====== PASSAGE ======

The third quarter performance is driven mainly by natural gas liquids (NGL) and natural gas volume growth, higher average fee rates in the natural gas liquids segment and increased transportation services in the natural gas pipelines segment, compared with the third quarter 2018. For the third quarter, OKE posted net income of $309.2 million and the Adjusted EBITDA of $649.8 million.

For the full year 2019, the company expects net income to be in the range of $1,220 million to $1,330 million, compared to the range of $1,140 million to $1,400 million announced before. ONEOK’s adjusted EBITDA is expected to be in the range of $2,560 million to $2,640 million, compared to its previously announced forecasted range of $2,500 million to $2,700 million. Growth capital expenditures are expected to be in the range of $3,515 million to $3,695 million. Maintenance capital expenditures are expected to be in the range of $185 million to $205 million.

Further, OKE’s capital-growth projects is on, or is ahead of schedule. The company has recently completed the Demicks Lake I plant in the Williston Basin. OKE anticipate line fill activities to begin on the northern section of the Elk Creek NGL pipeline in November 2019 and expect a portion of the MB-4 fractionator in Mont Belvieu to be completed in the fourth quarter 2019

In addition, for fiscal 2020, the company expects earnings growth to be more than 20%, which will be on the back of the upcoming completion of critical ONEOK natural gas and NGL infrastructure, that includes the assets to help significantly reduce natural gas flaring in the Williston Basin. These projects will provide immediate earnings and volume uplift in 2020 and stable fee-based growth for years to come.

====== STORED ROWS ======

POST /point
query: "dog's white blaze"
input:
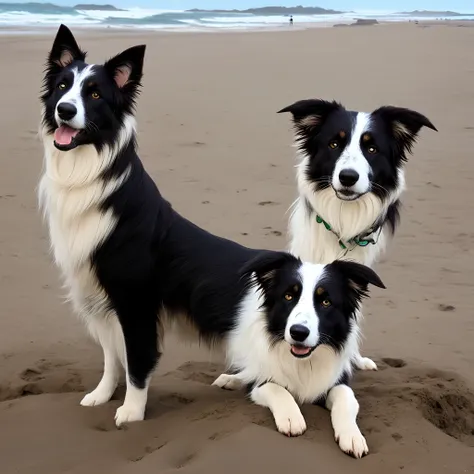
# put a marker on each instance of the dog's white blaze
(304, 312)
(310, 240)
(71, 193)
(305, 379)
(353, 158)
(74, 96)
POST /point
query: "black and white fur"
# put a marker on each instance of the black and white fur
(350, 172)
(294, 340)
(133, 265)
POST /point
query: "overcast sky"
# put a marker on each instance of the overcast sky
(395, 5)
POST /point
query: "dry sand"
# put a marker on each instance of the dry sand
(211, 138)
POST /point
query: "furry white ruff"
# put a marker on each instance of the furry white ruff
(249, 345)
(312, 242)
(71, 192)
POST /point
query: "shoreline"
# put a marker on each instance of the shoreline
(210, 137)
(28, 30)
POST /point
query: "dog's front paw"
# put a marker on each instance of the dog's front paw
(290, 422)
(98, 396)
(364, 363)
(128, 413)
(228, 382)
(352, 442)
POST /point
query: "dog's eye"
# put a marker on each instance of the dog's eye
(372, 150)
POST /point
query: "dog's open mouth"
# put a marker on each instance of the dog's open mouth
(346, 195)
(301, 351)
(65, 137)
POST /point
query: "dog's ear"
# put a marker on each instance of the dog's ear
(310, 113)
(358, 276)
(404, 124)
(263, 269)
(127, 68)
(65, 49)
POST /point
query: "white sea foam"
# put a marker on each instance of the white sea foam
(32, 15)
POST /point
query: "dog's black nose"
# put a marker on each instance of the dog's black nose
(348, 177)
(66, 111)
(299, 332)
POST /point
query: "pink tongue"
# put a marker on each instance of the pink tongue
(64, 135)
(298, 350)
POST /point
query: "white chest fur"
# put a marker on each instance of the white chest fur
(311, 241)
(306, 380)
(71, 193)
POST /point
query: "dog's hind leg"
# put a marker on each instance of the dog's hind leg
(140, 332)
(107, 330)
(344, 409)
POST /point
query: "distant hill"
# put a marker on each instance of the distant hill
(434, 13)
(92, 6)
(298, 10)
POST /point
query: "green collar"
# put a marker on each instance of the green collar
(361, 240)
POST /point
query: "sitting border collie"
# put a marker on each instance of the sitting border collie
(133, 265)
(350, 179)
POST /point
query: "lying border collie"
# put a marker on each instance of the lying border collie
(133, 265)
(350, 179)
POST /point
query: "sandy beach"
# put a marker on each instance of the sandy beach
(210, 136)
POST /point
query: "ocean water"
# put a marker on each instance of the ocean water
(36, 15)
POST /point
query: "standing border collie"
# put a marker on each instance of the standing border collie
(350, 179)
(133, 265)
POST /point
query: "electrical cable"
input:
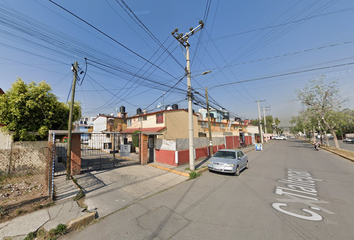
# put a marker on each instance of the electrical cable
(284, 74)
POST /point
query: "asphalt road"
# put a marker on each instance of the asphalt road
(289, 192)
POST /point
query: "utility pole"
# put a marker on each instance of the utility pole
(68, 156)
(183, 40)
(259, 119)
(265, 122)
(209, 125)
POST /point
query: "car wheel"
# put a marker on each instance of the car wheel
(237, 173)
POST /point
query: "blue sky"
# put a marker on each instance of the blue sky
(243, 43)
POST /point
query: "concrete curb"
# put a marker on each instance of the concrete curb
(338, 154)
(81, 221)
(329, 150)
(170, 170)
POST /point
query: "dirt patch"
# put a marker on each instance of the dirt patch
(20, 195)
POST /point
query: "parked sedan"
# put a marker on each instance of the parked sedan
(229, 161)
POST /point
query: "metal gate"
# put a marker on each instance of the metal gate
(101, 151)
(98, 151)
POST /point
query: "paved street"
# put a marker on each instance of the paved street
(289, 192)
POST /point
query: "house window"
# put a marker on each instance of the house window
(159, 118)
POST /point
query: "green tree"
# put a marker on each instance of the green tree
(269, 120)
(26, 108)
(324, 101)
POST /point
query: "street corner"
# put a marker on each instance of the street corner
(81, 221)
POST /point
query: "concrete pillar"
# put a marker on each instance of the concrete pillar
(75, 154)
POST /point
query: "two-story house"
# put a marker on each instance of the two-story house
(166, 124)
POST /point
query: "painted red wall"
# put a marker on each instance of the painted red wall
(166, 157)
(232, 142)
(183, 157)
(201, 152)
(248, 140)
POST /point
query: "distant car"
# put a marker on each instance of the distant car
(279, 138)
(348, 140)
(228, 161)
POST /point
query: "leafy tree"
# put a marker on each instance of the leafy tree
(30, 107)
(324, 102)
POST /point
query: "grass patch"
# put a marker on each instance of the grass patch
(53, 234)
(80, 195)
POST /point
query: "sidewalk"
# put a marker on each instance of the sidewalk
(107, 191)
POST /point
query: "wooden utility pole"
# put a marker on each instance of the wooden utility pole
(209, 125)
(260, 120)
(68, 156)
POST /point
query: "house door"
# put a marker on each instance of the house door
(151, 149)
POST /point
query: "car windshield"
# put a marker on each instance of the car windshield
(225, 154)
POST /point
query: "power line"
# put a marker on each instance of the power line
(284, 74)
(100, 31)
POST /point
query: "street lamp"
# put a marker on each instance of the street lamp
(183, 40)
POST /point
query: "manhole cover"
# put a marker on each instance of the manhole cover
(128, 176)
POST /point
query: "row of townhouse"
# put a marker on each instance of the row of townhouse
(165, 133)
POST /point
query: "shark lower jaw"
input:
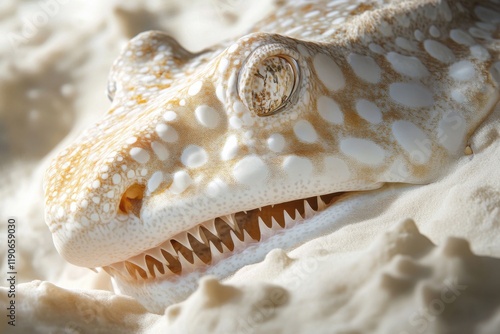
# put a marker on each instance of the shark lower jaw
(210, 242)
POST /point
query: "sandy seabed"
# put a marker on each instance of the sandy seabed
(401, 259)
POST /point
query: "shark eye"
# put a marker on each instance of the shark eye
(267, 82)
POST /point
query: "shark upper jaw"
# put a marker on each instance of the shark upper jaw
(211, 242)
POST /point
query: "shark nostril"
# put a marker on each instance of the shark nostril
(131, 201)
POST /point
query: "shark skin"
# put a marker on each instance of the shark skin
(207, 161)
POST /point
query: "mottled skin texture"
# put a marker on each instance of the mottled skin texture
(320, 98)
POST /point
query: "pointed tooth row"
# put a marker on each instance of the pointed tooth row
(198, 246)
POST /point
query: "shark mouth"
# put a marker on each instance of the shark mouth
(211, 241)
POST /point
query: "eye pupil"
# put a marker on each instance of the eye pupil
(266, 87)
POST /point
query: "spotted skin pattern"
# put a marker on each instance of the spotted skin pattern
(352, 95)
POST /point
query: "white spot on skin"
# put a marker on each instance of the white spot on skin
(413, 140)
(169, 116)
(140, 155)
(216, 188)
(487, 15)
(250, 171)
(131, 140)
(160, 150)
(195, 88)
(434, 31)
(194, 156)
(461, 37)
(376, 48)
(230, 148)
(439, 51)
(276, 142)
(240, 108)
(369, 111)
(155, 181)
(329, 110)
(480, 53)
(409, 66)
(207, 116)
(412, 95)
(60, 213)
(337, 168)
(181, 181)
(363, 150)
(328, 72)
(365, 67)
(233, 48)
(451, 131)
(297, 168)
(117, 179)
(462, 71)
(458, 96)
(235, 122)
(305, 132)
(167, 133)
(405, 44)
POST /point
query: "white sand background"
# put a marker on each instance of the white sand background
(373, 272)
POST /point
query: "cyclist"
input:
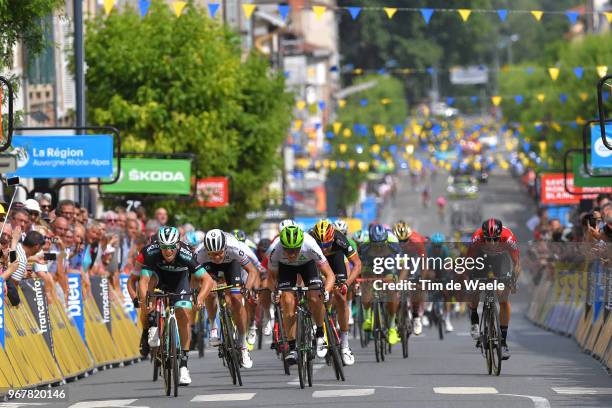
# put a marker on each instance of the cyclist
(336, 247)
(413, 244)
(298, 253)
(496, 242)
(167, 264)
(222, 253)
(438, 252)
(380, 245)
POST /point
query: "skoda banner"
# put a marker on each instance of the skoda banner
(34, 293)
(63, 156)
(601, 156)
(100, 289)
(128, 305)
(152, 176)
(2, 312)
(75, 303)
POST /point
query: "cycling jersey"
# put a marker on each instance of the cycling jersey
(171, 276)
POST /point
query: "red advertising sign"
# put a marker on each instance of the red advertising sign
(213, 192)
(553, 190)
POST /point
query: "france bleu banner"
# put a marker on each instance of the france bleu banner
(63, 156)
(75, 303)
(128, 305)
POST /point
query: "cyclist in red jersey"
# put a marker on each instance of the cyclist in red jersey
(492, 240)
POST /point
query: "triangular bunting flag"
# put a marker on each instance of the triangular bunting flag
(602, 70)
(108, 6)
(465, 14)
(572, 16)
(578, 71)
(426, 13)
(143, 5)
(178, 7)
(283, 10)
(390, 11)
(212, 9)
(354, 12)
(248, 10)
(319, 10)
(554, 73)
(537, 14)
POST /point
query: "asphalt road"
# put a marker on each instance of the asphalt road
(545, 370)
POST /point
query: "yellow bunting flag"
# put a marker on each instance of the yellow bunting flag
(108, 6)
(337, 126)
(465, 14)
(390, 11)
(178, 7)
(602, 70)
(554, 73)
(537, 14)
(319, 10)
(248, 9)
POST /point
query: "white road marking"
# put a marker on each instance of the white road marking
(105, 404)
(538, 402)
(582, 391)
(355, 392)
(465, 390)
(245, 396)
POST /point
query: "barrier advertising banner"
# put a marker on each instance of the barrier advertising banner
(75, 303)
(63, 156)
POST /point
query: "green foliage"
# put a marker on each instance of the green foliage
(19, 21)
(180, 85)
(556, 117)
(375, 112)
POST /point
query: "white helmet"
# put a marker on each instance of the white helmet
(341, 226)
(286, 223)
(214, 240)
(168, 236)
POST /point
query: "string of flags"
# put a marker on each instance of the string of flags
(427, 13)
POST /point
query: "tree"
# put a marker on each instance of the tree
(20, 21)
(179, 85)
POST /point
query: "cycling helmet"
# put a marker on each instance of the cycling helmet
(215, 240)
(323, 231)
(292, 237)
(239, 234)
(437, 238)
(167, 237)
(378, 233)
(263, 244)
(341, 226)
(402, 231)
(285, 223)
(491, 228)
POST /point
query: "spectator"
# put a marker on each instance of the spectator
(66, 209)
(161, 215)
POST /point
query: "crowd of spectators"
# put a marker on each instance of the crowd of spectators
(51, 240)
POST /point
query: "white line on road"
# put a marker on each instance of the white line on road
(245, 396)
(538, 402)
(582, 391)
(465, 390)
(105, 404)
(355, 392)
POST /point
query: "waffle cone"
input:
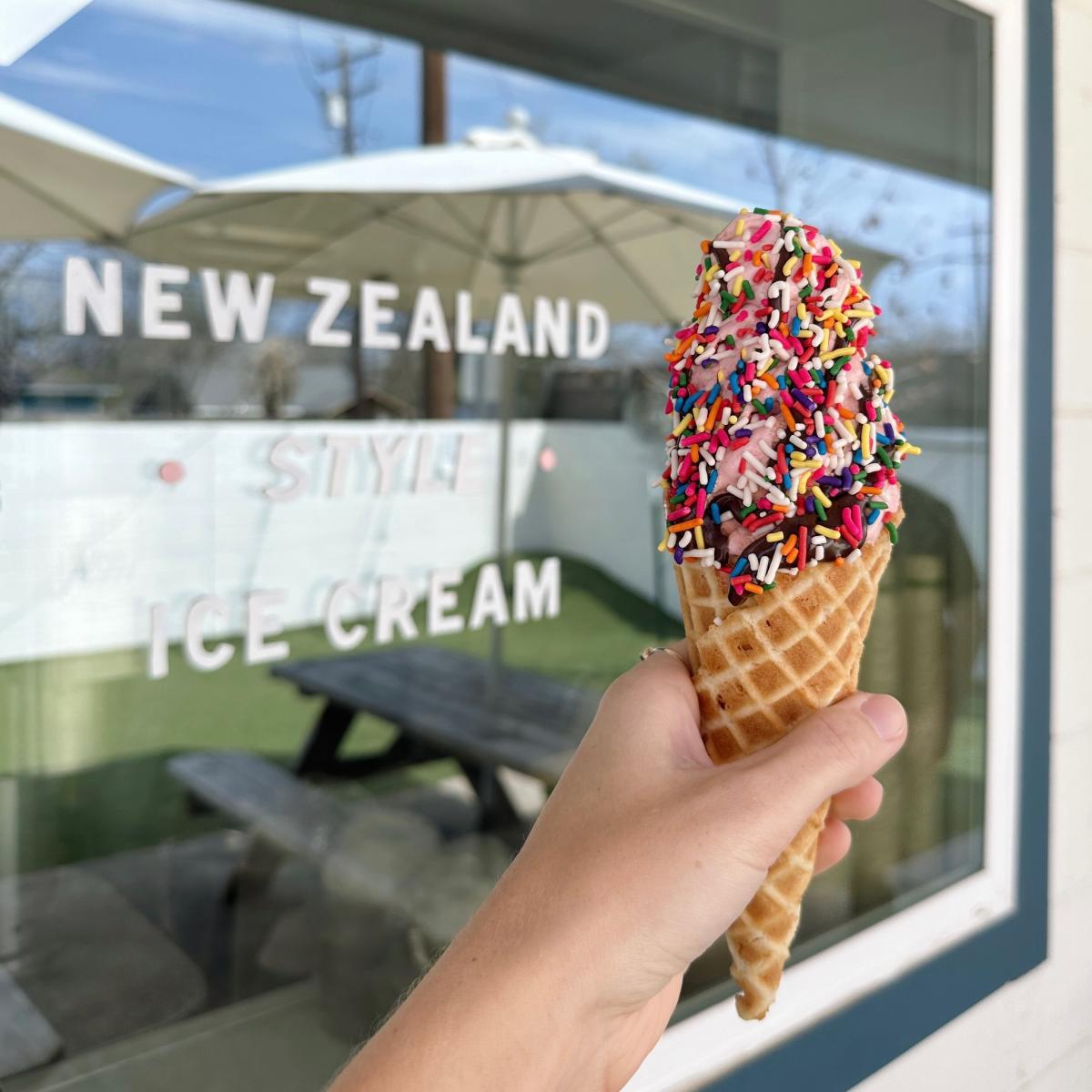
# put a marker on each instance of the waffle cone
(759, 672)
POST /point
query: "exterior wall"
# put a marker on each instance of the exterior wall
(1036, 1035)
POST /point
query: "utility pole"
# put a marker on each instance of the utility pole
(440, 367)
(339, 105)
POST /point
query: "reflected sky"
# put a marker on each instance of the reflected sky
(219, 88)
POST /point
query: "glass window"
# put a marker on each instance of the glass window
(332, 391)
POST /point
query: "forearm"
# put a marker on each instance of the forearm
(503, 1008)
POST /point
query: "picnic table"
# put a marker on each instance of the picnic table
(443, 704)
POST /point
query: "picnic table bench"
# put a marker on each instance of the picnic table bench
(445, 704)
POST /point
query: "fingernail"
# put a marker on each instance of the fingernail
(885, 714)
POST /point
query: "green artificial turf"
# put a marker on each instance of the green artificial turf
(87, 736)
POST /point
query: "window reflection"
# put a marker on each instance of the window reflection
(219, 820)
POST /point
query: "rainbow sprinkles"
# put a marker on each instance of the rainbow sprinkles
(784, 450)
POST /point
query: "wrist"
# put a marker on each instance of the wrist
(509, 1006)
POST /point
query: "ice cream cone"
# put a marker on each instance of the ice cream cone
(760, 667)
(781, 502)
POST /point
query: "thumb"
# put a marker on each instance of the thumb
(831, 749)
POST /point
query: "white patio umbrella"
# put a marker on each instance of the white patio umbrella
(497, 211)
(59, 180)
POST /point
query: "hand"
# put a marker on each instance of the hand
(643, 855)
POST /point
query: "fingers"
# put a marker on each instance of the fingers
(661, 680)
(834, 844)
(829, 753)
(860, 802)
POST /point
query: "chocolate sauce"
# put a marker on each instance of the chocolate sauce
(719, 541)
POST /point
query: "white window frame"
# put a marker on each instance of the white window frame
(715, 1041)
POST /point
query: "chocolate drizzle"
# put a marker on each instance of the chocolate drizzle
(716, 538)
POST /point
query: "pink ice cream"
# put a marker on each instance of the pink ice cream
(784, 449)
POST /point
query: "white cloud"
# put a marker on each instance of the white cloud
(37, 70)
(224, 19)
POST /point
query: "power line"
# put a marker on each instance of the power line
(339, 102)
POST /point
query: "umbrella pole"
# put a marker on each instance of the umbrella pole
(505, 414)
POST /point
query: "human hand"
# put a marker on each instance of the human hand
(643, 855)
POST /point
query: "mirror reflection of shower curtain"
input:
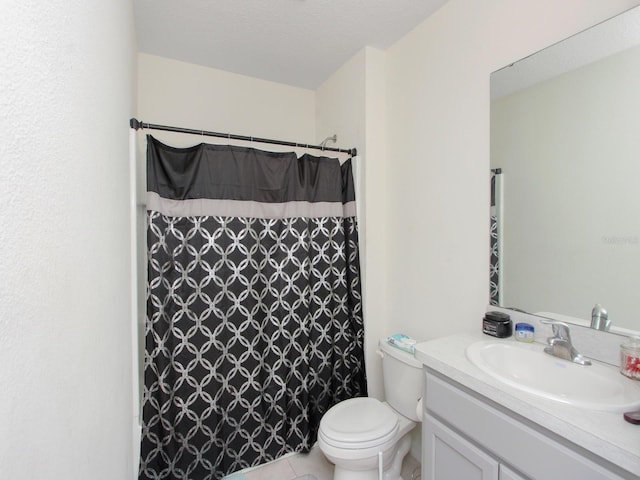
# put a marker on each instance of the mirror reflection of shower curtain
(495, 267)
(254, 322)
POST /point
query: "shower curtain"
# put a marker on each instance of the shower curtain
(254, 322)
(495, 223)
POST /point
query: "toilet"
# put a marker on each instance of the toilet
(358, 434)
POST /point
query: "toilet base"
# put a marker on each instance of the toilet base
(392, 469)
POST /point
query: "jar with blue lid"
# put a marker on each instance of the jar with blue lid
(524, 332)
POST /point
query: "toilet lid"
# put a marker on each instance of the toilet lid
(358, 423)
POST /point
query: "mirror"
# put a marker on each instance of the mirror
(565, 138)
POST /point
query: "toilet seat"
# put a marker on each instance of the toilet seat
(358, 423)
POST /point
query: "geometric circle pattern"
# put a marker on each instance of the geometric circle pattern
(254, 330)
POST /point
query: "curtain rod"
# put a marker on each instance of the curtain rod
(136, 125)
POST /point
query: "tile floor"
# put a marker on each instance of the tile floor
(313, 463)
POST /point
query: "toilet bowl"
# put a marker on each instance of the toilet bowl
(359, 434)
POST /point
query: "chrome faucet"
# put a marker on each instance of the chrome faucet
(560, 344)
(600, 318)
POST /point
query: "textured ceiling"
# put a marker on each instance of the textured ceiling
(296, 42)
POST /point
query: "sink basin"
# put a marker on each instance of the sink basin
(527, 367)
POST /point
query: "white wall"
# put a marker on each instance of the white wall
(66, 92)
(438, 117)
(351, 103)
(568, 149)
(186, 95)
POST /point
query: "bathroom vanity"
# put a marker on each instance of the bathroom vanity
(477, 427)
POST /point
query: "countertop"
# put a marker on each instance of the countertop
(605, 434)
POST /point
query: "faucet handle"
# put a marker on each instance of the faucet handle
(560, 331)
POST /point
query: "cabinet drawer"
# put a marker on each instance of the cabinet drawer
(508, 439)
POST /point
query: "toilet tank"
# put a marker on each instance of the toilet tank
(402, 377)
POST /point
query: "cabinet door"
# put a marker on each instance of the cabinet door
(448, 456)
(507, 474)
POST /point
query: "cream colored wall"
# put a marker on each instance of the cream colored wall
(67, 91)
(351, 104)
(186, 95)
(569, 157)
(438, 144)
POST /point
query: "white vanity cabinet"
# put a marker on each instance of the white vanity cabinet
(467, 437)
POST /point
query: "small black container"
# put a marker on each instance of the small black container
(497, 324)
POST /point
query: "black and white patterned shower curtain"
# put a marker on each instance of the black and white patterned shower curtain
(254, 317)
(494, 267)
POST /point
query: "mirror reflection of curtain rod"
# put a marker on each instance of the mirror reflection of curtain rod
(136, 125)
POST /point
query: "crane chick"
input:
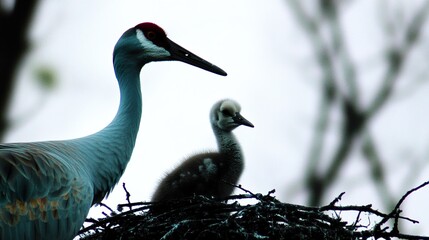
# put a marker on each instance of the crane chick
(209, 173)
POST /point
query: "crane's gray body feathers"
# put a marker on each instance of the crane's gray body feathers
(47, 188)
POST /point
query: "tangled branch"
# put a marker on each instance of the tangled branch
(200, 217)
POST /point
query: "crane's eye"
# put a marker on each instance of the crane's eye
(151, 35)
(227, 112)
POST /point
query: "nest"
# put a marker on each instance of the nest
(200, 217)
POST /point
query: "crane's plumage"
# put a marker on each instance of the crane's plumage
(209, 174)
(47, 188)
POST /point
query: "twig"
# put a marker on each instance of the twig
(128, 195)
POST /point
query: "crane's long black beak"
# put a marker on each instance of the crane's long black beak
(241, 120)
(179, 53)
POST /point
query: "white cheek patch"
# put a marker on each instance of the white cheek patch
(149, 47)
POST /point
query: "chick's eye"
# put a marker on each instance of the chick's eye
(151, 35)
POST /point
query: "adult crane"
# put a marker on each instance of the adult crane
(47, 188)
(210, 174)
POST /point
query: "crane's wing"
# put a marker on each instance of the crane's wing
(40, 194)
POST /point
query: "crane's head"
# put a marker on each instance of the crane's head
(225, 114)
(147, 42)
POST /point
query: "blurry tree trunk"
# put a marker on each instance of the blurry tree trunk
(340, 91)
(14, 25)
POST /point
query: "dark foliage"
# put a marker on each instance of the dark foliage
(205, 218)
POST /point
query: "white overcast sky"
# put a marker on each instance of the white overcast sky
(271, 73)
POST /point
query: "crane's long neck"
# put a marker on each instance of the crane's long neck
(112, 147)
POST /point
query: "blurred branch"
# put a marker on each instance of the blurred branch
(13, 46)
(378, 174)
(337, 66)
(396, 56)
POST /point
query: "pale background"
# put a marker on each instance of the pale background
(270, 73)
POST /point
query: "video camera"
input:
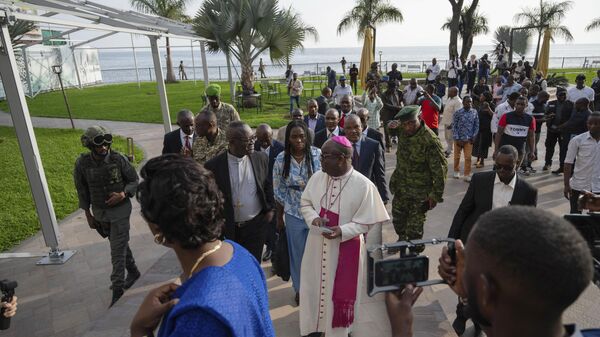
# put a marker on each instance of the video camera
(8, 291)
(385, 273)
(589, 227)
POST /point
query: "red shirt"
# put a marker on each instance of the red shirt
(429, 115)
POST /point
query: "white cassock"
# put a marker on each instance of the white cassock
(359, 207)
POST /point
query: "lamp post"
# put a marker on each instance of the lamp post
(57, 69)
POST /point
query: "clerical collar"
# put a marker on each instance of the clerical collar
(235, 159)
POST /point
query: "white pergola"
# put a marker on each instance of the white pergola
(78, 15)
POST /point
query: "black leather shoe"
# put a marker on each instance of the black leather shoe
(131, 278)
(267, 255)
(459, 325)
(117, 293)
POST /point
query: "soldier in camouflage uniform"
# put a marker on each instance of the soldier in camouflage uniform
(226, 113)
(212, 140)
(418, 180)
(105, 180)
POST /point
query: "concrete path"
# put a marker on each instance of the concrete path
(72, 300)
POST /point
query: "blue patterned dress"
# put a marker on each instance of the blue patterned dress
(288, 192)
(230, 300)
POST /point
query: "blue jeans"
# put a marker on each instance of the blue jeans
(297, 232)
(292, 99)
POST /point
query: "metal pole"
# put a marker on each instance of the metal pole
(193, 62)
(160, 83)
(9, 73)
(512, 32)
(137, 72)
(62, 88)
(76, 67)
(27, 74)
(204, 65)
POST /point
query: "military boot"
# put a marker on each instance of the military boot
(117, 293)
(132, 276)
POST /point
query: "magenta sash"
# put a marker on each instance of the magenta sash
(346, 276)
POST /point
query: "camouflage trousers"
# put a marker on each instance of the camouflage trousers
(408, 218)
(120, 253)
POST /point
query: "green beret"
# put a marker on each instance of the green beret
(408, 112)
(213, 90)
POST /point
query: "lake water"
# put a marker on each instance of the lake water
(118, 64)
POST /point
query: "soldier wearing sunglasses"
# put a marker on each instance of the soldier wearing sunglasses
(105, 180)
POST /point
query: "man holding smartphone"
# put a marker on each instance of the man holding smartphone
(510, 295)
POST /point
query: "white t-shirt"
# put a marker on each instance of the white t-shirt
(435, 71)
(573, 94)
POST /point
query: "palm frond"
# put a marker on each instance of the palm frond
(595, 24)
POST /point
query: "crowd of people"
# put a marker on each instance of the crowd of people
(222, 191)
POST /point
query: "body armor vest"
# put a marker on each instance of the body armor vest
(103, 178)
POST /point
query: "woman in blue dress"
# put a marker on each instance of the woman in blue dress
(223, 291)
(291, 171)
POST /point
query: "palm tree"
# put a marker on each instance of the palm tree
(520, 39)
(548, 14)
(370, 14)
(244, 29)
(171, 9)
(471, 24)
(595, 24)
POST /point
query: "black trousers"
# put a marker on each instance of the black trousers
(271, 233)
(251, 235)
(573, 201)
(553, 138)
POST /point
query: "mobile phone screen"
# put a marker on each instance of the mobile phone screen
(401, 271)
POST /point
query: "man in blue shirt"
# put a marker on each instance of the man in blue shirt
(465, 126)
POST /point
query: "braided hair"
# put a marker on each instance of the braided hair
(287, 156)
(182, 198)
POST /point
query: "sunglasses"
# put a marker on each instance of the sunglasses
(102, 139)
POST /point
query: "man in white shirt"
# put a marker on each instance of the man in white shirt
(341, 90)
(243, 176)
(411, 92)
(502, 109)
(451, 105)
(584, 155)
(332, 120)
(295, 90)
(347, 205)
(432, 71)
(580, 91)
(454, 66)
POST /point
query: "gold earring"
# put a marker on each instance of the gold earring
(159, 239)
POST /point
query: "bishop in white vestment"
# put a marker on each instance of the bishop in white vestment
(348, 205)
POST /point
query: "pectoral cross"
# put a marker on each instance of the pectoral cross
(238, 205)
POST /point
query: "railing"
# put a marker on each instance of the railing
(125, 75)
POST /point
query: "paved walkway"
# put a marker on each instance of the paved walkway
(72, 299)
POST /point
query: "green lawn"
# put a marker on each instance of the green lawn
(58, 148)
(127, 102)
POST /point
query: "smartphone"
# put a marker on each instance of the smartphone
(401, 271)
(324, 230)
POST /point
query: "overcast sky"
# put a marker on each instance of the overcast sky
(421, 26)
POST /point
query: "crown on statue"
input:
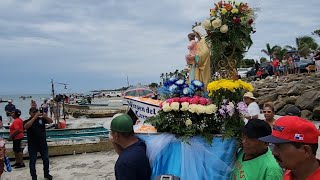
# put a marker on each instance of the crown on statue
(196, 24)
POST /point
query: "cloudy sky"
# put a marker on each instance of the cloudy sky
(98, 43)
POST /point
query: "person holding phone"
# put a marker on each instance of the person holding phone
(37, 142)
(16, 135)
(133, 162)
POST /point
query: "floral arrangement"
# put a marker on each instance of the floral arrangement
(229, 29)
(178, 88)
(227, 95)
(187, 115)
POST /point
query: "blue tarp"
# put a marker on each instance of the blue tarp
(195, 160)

======

Can you reproduce the full ONEOK earnings text above, word for word?

The third quarter performance is driven mainly by natural gas liquids (NGL) and natural gas volume growth, higher average fee rates in the natural gas liquids segment and increased transportation services in the natural gas pipelines segment, compared with the third quarter 2018. For the third quarter, OKE posted net income of $309.2 million and the Adjusted EBITDA of $649.8 million.

For the full year 2019, the company expects net income to be in the range of $1,220 million to $1,330 million, compared to the range of $1,140 million to $1,400 million announced before. ONEOK’s adjusted EBITDA is expected to be in the range of $2,560 million to $2,640 million, compared to its previously announced forecasted range of $2,500 million to $2,700 million. Growth capital expenditures are expected to be in the range of $3,515 million to $3,695 million. Maintenance capital expenditures are expected to be in the range of $185 million to $205 million.

Further, OKE’s capital-growth projects is on, or is ahead of schedule. The company has recently completed the Demicks Lake I plant in the Williston Basin. OKE anticipate line fill activities to begin on the northern section of the Elk Creek NGL pipeline in November 2019 and expect a portion of the MB-4 fractionator in Mont Belvieu to be completed in the fourth quarter 2019

In addition, for fiscal 2020, the company expects earnings growth to be more than 20%, which will be on the back of the upcoming completion of critical ONEOK natural gas and NGL infrastructure, that includes the assets to help significantly reduce natural gas flaring in the Williston Basin. These projects will provide immediate earnings and volume uplift in 2020 and stable fee-based growth for years to come.